**What is asked:** Select every line in the entries below that contains the word "football" and copy those lines out. Only matches with the same capitalization count.

═══ Exercise materials

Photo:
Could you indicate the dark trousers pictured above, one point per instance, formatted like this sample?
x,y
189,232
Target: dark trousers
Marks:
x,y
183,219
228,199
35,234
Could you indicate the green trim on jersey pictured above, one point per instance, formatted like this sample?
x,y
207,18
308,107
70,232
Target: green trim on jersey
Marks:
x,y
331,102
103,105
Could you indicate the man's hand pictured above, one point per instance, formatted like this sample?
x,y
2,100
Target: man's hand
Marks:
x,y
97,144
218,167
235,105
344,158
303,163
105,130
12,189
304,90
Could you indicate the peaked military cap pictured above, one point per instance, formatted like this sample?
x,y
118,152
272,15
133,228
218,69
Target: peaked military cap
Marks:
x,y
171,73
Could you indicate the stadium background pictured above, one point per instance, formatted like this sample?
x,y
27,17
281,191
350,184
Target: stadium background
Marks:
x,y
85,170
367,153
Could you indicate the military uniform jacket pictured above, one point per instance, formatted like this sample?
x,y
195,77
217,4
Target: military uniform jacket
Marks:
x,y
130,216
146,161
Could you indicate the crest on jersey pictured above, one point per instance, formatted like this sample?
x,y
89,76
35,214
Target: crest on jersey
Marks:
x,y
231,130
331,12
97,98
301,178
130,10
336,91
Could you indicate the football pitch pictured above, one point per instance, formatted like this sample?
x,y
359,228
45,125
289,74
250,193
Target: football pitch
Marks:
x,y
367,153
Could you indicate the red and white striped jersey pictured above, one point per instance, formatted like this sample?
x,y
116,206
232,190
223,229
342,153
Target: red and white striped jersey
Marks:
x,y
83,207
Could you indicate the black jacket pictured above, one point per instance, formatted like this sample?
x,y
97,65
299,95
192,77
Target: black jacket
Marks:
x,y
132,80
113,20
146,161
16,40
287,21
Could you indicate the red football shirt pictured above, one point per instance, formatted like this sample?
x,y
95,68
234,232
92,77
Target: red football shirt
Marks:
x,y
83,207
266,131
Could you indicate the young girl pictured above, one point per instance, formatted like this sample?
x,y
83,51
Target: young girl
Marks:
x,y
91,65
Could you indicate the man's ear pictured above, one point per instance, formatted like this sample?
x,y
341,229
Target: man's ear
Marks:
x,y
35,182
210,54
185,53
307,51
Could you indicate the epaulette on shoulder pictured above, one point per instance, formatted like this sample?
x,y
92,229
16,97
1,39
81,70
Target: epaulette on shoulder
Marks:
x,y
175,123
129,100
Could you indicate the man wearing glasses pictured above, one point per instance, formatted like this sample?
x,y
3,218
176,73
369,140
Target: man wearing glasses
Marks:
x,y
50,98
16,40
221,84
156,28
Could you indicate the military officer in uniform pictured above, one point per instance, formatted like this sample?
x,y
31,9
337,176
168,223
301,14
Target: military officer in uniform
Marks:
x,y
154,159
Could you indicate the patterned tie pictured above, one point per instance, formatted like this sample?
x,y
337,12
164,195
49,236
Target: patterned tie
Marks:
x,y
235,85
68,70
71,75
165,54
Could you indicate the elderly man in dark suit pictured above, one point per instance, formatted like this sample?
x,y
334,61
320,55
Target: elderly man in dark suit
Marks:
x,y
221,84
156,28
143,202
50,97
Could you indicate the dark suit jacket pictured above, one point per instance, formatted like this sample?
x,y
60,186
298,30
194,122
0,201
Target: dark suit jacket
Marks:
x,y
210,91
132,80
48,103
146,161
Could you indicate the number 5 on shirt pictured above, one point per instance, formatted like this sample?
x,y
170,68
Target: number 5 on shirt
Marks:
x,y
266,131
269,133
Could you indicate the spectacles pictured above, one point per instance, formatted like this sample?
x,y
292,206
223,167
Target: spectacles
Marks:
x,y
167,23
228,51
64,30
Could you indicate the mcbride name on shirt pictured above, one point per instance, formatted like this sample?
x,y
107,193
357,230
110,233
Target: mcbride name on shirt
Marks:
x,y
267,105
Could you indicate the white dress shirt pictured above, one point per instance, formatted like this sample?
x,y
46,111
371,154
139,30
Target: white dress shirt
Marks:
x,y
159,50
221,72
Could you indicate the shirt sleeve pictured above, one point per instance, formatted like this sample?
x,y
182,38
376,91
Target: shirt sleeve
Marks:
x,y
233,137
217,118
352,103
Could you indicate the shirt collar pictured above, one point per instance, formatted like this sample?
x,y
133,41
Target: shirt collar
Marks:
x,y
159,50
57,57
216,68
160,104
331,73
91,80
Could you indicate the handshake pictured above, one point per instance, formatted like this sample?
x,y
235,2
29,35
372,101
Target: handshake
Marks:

══════
═══ Exercise materials

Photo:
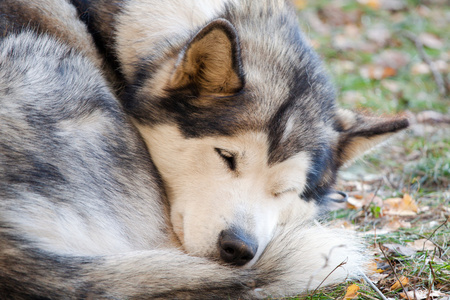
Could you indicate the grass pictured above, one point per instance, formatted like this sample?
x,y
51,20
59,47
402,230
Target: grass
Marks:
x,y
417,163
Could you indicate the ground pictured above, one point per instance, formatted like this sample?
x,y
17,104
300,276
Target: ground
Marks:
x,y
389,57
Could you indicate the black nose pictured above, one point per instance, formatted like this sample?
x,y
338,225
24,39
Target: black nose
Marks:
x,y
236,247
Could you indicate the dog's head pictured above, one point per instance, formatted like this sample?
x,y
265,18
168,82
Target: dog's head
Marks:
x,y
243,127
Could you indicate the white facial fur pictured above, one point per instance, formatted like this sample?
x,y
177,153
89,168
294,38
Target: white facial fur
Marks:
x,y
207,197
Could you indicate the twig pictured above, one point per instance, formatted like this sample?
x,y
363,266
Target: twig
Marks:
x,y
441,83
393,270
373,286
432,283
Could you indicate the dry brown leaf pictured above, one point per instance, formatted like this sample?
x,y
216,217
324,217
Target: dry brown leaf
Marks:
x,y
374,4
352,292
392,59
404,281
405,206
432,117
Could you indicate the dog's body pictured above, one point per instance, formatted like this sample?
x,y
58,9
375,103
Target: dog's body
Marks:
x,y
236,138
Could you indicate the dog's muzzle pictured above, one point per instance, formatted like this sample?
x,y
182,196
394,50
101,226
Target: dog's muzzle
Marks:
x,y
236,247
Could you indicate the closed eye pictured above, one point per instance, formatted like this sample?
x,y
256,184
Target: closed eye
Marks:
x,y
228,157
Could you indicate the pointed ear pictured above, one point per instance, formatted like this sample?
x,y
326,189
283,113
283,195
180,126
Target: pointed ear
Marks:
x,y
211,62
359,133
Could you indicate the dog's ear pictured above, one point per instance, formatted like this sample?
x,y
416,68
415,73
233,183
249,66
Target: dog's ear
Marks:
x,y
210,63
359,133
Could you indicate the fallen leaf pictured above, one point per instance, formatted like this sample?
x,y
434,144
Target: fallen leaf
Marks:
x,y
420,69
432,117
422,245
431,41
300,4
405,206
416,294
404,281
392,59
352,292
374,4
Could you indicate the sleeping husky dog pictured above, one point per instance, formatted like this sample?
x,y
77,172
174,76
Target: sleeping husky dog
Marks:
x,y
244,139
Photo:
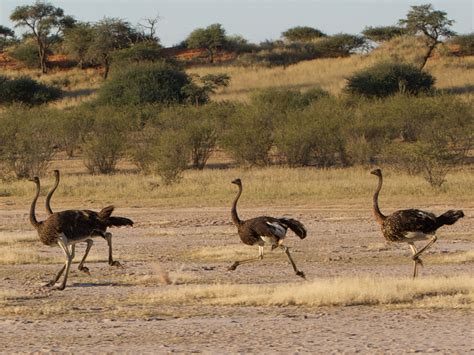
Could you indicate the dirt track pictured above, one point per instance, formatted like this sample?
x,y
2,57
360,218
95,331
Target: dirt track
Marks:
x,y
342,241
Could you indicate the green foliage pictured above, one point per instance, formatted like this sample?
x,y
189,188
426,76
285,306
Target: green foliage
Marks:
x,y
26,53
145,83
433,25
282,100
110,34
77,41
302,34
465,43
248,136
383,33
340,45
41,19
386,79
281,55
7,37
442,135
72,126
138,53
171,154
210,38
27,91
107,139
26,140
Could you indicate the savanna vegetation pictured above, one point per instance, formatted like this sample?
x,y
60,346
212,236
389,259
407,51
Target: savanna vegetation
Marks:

══════

**Expected answer:**
Could you indicate the football pitch pictured above, one point per instance, formatted like this sample?
Target: football pitch
Could you indicate the red football shirt pictured above, one point per instance, formatted like this sample?
Target: red football shirt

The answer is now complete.